━━ 抜粋本文

高校生になった頃だと思います。『全日本パ・リーグ党宣言』という(私にとっての)衝撃的な本が出版されました。

西武ライオンズが躍進を始めた頃で、後に圧倒的な強さで他の11球団を寄せ付けない黄金時代を作りますが、その時点でも少なくとも人気面では、プロ野球とは、すなわち巨人、および巨人と試合をするセ・リーグチームのものといっても、世間一般的には過言ではない状況だったと思います。実際、テレビ中継は、NHK以外巨人戦ばかりであり、パ・リーグの球場は閑古鳥すら鳴かないガラガラの客の入りでした。

今年コロナの関係で、プロ野球の開幕当初が無観客での開催となり、ベンチからの選手の声と審判の声がやたらと鳴り響き、バットとボールのたたき合う音ばかりが中継から流れてきましたが、「あれ?何だか懐かしいな」と思ったオールドパ・リーグファンは全国にいたと思います。かつては、それくらい客が入っていなかった。

そういうなかで、「世界でただの一人になろうとも、我、熱烈にパ・リーグを愛す!」という各界のひねくれ者どもが寄稿し合って、寄ってたかってパ・リーグをひいきし、巨人とセ・リーグをこき下ろし、その偏執愛を語るというのがこの本の内容でした。 

高校生になっても相変わらず孤独なパ・リーグファンであった私が、近所の本屋で偶然それを見つけたとき、飛び上がるように嬉しかったのと同時に、「こんな本出して、商売成り立つのかな?」としなくてもよい心配をしたことを覚えています。

 

この本が発行された時点では、パ・リーグが発足してからまだ30年くらいしか経っていませんでしたので、「愛を語る」人々の多くが、リーグ設立時の困難な状況や苦難の歴史を直接知っている方々であり、その内容は、その後のONを中心とした圧倒的な巨人人気、そのおこぼれに預かろうとする他のセ・リーグチームへのむき出しの敵愾心にあふれてました。

『なぜテレビや新聞は「セパ」と言い、「パセ」と言わないのか?日本語学的にはパセの順序が正しい!』

とか、

パ・リーグに客が入らないのは、日本人の付和雷同の精神に問題があるのだ。巨人人気が続く限り、日本に真の民主主義は育たない!』

とか、細かい内容は忘れましたが、結構な学者先生が、こんな調子でもう無茶苦茶なことを言う。各執筆者が、とにかく長年の鬱積を晴らすべく、言いたい放題書きたい放題といった内容であり、(私にとっては)胸のすく笑いの止まらない本でした。

━━━━

◆ **作業内容**:
抜粋本文によれば、当時NHK以外のテレビ中継で放送されていたのはどの試合ばかりでしたか。

━━ 記録データ

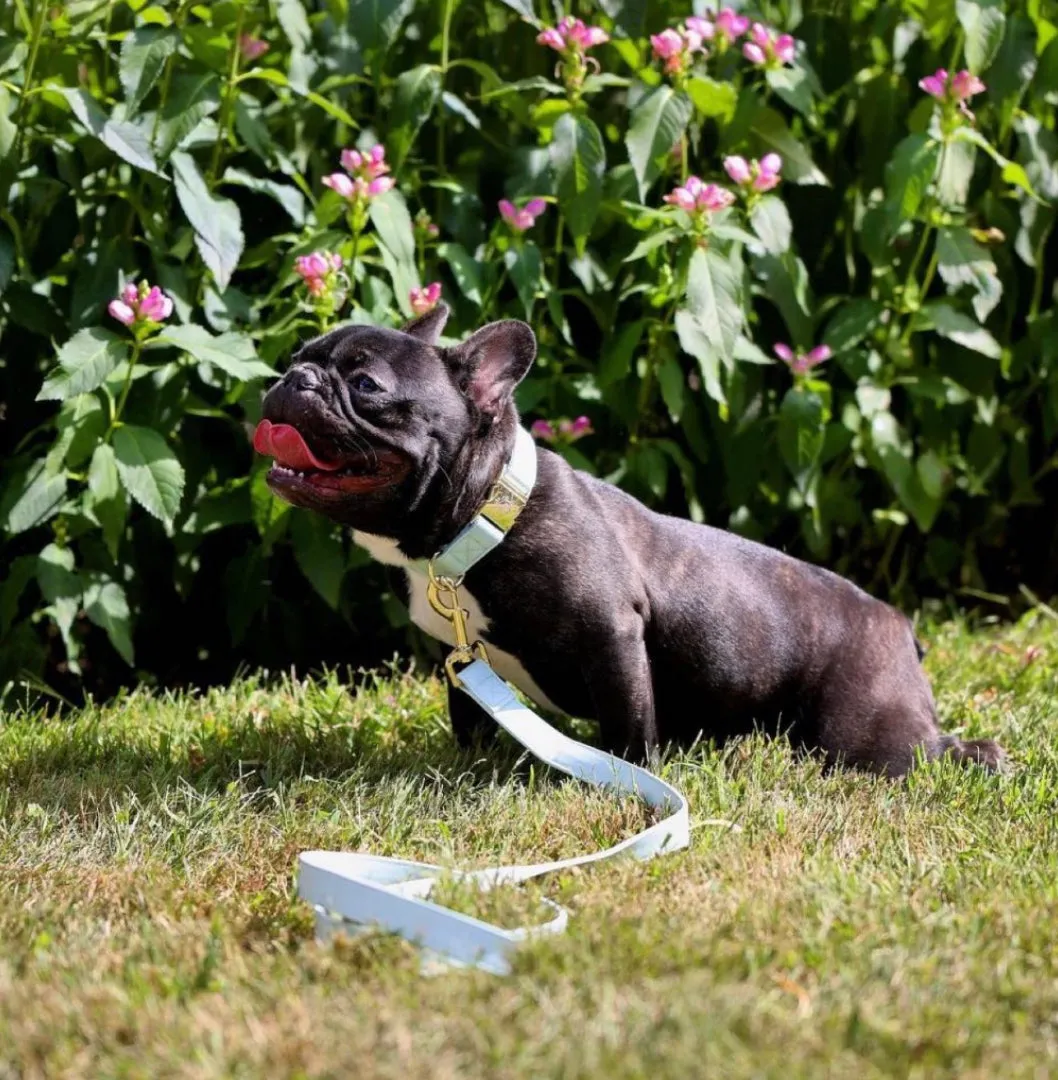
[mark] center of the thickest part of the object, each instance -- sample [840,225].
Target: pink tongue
[286,445]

━━━━

◆ **回答**:
巨人戦ばかりでした。